After a long career as a medical practitioner, researcher, writer and lecturer, Hahnemann died in 1843 at the age of 88 in Paris, after having completed his 6th and final edition of the Organon, referring to it in a letter to his publisher as his “most nearly perfect work.”

**ASSIGNMENT:** Reproduce the passage on Hahnemann's death in full, word for word.

**INFORMATION PROVIDED:**
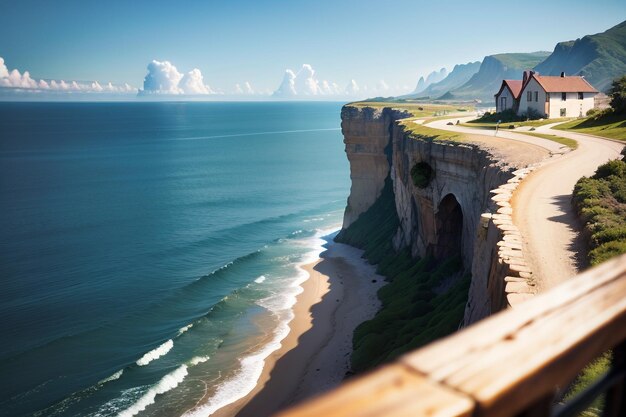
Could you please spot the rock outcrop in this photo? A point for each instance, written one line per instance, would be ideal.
(456, 210)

**REPLY TO THE EXERCISE:**
After a long career as a medical practitioner, researcher, writer and lecturer, Hahnemann died in 1843 at the age of 88 in Paris, after having completed his 6th and final edition of the Organon, referring to it in a letter to his publisher as his “most nearly perfect work.”